[Items drawn from a data source]
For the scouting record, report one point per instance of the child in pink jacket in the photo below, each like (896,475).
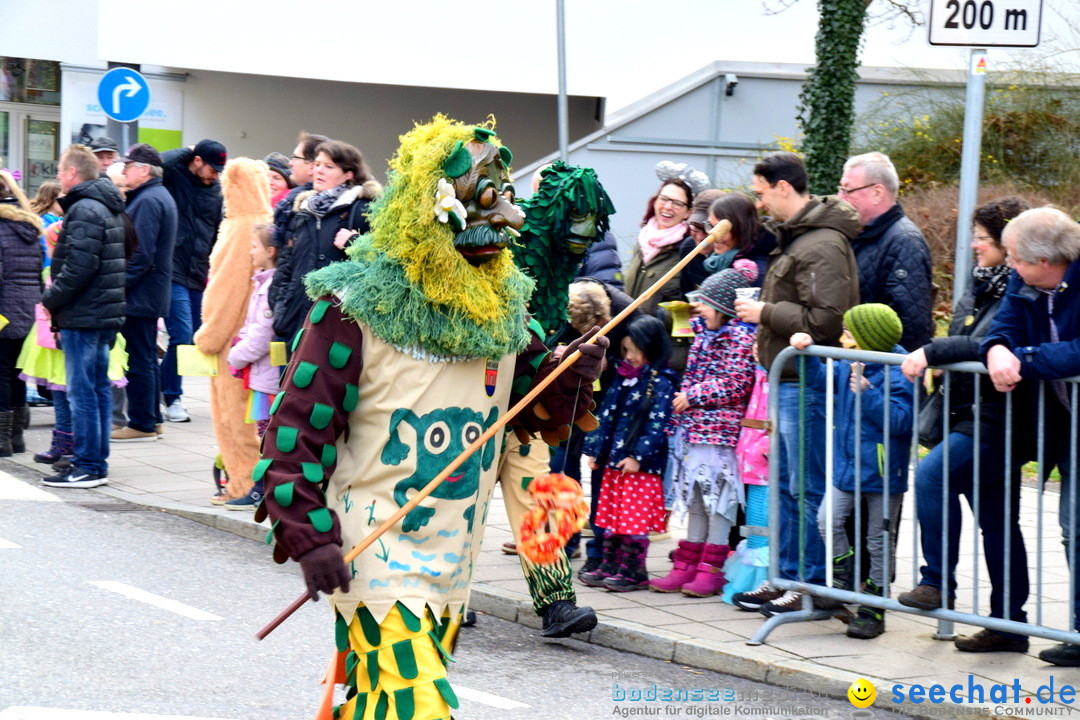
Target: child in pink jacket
(250,356)
(748,566)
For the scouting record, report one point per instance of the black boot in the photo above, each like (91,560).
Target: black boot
(63,445)
(21,422)
(868,622)
(609,564)
(563,619)
(632,574)
(5,426)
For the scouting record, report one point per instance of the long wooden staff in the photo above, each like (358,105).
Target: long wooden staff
(721,229)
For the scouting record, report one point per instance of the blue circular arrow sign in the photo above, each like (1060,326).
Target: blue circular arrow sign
(123,94)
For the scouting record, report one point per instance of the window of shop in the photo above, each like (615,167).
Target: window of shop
(29,119)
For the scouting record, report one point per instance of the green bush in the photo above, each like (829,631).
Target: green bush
(1030,136)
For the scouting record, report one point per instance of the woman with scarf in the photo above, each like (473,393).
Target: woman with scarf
(971,321)
(327,219)
(660,244)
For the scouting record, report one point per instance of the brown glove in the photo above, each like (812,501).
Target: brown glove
(591,363)
(324,570)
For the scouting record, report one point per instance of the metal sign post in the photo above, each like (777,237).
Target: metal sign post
(969,170)
(564,132)
(979,24)
(124,95)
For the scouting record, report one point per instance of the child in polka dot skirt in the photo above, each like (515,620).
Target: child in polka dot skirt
(632,448)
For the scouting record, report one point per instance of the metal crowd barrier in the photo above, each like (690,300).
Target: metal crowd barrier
(945,617)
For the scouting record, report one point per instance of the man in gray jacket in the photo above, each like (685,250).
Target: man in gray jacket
(893,257)
(148,283)
(811,282)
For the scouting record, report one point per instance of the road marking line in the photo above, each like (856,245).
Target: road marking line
(157,600)
(487,698)
(12,488)
(27,712)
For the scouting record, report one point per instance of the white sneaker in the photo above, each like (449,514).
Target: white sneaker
(175,412)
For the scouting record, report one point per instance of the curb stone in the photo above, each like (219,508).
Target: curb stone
(626,636)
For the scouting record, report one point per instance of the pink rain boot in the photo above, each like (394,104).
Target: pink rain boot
(709,580)
(686,559)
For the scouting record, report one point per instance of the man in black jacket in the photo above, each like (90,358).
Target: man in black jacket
(148,283)
(86,301)
(191,177)
(301,164)
(892,255)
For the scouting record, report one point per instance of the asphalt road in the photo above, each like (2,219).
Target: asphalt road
(109,610)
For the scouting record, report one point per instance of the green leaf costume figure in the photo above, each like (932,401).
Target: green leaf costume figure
(415,345)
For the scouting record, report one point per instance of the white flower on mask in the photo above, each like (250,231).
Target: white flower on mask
(447,205)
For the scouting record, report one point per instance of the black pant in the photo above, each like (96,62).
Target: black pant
(12,390)
(144,383)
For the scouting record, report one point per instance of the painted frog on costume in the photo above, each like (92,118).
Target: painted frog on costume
(441,436)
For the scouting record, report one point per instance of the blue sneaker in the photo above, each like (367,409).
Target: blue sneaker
(251,501)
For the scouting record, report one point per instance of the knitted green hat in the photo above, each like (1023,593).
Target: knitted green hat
(874,326)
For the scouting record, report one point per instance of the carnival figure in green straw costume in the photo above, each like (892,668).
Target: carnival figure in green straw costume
(413,344)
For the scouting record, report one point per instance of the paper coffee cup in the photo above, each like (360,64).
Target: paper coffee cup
(748,293)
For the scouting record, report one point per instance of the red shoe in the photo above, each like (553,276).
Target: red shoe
(710,579)
(686,558)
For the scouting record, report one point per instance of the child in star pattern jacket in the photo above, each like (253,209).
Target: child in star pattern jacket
(631,446)
(709,407)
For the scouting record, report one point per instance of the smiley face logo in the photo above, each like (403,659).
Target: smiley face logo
(862,693)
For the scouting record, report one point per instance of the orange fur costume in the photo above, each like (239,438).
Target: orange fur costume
(246,192)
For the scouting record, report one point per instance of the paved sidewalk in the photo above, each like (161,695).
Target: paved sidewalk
(174,473)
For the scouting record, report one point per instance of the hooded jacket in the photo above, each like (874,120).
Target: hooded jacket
(310,246)
(21,259)
(894,269)
(253,343)
(88,268)
(200,208)
(869,431)
(812,277)
(149,273)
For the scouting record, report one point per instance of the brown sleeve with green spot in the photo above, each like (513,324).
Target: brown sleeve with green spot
(318,392)
(565,399)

=== YOUR INSTRUCTIONS ===
Reproduce every line of the items above word for word, leaving out the pictures.

=== EXPECTED OUTPUT ===
For the scouting record, report one point per instance of the child in pink jacket in the photo below, each like (896,475).
Target: child in pink jacket
(250,356)
(748,566)
For the scouting record, report one point per instance of the black boot in the photo above, each like (91,560).
Target: black boot
(63,445)
(21,422)
(868,622)
(609,564)
(563,619)
(632,574)
(5,426)
For the scouting record, report one point per instance of the long wooden staff in the photo above, each like (358,105).
Target: long wooden staff
(721,229)
For the scouting record, report one point per instance of the blue circular arrow sign in the photo above, each like (1060,326).
Target: blue circular arrow sign
(123,94)
For the scouting record, report one point per instance of the window of shop in the photo above, each like (615,167).
Target: window of shop
(29,119)
For the scouting record, report one point per instance of the green bush in the photo above, each like (829,631).
Target: green bush
(1030,136)
For the scouting record, report one point per instance of the woman with scarf in the photo above, each like (473,393).
Target: woman with scarf
(971,321)
(327,219)
(660,244)
For the scouting record, report one point per instance of the brown glove in the photo above, each like (812,501).
Target: brown glove
(591,363)
(324,570)
For the scouting record, report one point per instance of the metal sign post in the photo above, each like (777,237).
Target: metal sign post
(969,170)
(564,132)
(979,24)
(124,95)
For the scouting record, report one point per instance of the child in polka dot skirt in the photo above, each like (515,620).
Target: child in polka dot skirt
(632,448)
For the scouting record, report one point per instance of the metal crowd barrier in the photo above, each like (690,300).
Target: metal crowd barrier
(945,617)
For the scouting record, report one point per instance of the man in gray jacket in the photo above, each like (685,250).
Target: man in gray jacket
(893,257)
(148,283)
(811,282)
For the scouting record, report one point per instance of the road marking line in the photo above, each like (856,245).
Target: road marking line
(157,600)
(487,698)
(12,488)
(27,712)
For the scouting record, report one point per instance of the white sneaker in the photo above, each like (449,514).
Target: white sneaker
(175,412)
For the scouting record, report one point per instance of the curb stone in the photo above, each like (219,508).
Target: curb stone
(626,636)
For the scouting record, report one point per instance of the pink rain boot in the photo above, each like (394,104).
Target: pink rain boot
(709,580)
(686,559)
For the scouting record, report one point per instance of the man in black jacket in the photo above, each like (90,358).
Target: man in black jacket
(148,283)
(86,301)
(191,177)
(301,164)
(892,255)
For the scouting record, report one point per instance of the asphalt road in the photo above, each like (2,219).
Target: asphalt road
(109,610)
For the scouting record, report one point per instance of the green leaf costume figure in the photo above, each like (932,401).
Target: green leaf costume figure
(415,345)
For the scouting record, report one point per instance of the white flower on mask in the photo above, each like (250,231).
Target: white flower on mask
(447,205)
For the scouting record, report one point per instance of the black pant in the photo above, each like (96,62).
Target: black pant
(12,390)
(144,383)
For the scouting record, report one point per instance of the painted frog on costume in the photo above, each like (92,118).
Target: painted frog on costume
(441,436)
For the scouting record, report one point per instance of the blue sneaker in the photo above, each like (367,409).
Target: blue sneaker
(251,501)
For the scouting record, report one point per instance of the knitted green hat in the photo above, each like (1023,593).
Target: knitted green hat
(874,326)
For the scouting record, report one point per instance of the carnival figure in green straw costume in the photo above, each like (892,668).
Target: carnival figure in green straw costume
(413,344)
For the scouting record, report one point per instance of the paper coffee cup in the photo above, each like (360,64).
Target: paper coffee cup
(748,293)
For the scouting record, report one point per instance of the red shoe in the photo above, each like (553,276).
Target: red shoe
(710,579)
(686,558)
For the scouting record, report one point per instance of the child in star pattern jacket in the photo above, each like (253,209).
Target: child in star pattern jacket
(631,446)
(709,407)
For the scouting record, report one point per instance of the smiley face logo in the photo above, each like (403,659).
Target: smiley face logo
(862,693)
For the scouting record, report one point per instance of the orange fur costume in the photo above, each like (239,438).
Target: orange fur costume
(246,192)
For the scouting record, report one point per instance of the paved sidewalk in the photo above, each like (161,695).
Target: paved sidewalk
(174,473)
For the scouting record, report one point per instance of the hooded jacket in the photo above, each like (874,120).
Target: hooded jacket
(310,246)
(21,259)
(894,269)
(253,343)
(88,268)
(200,208)
(869,431)
(812,277)
(149,273)
For the scouting record, report one point per instance of the brown sleeve with green spot in the photo above, each like (513,324).
Target: brown sleeve with green spot
(318,392)
(565,399)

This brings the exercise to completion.